JOÃO CLEMENTE BAENA SOARES

Brasileiro participou de time de alto nível que, a pedido de Kofi Annan, propôs mudanças na instituição

Reforma da ONU é resposta a política de Bush, diz diplomata

FÁBIO ZANINI
DA SUCURSAL DE BRASÍLIA

A corrida das Nações Unidas para se modernizarem é em grande medida conseqüência da política externa agressiva daquele que é amplamente considerado o inimigo número um da instituição, o presidente George Bush (EUA).
A ironia é notada pelo embaixador paraense João Clemente Baena Soares, 73, integrante de um painel de 16 notáveis escolhidos pelo secretário-geral da ONU, Kofi Annan, para elaborar o projeto do que pode tornar-se a maior mudança na instituição desde a sua criação, há 50 anos.
A pedido de Annan, o Painel de Alto Nível sobre Ameaças, Desafios e Mudanças discutiu sobre como manter a relevância e a influência da ONU diante de ameaças terroristas difusas e ações preventivas unilaterais, caso da invasão do Iraque pelos EUA.
Na semana passada, Annan, baseado no parecer unânime do painel, apresentou seu relatório, ainda a ser submetido, até o final do ano, aos 191 Estados da ONU.

*INSTRUÇÃO A*. Cite fielmente, da listagem abaixo, o trecho que começa na linha que contém "of the wooden" e termina na linha que contém "column 271, row 308", incluindo as duas.
A listagem que vem depois não tem relação alguma com o texto sobre a reforma da ONU.

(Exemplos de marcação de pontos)
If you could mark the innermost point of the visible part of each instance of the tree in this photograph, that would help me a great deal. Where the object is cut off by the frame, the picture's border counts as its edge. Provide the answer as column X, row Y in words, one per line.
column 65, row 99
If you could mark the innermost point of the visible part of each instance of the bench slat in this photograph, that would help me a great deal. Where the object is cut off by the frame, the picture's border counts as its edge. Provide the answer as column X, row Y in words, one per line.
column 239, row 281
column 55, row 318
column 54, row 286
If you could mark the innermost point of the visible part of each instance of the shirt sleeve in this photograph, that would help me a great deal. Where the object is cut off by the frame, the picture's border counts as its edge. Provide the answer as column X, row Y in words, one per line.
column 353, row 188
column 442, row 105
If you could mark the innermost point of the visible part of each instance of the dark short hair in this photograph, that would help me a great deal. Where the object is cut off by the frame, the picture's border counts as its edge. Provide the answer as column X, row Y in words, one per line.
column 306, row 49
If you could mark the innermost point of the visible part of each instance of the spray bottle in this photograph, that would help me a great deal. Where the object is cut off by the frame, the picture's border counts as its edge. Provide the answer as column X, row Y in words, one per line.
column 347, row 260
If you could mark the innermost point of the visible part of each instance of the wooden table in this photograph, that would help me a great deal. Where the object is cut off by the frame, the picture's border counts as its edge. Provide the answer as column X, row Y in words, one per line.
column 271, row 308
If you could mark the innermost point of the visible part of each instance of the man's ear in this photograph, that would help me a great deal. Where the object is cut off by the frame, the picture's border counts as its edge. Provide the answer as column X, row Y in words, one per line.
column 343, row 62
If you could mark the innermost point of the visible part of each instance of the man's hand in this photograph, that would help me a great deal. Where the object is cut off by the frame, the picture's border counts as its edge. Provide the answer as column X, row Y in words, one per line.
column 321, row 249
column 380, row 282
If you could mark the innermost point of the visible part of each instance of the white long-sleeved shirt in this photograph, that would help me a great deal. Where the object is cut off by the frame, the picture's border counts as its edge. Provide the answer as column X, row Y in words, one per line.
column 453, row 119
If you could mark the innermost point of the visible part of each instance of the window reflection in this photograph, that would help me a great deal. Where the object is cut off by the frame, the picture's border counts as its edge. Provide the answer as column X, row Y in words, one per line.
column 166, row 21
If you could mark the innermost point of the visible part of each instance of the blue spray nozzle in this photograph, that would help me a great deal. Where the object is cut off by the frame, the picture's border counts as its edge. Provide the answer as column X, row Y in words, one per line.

*INSTRUÇÃO B*. Reproduza sem alterações o trecho do texto sobre a reforma da ONU que começa nas palavras "A corrida das" e termina nas palavras "há 50 anos.".

*RESPOSTA A*.
If you could mark the innermost point of the visible part of each instance of the wooden table in this photograph, that would help me a great deal. Where the object is cut off by the frame, the picture's border counts as its edge. Provide the answer as column X, row Y in words, one per line.
column 271, row 308

*RESPOSTA B*.
A corrida das Nações Unidas para se modernizarem é em grande medida conseqüência da política externa agressiva daquele que é amplamente considerado o inimigo número um da instituição, o presidente George Bush (EUA).
A ironia é notada pelo embaixador paraense João Clemente Baena Soares, 73, integrante de um painel de 16 notáveis escolhidos pelo secretário-geral da ONU, Kofi Annan, para elaborar o projeto do que pode tornar-se a maior mudança na instituição desde a sua criação, há 50 anos.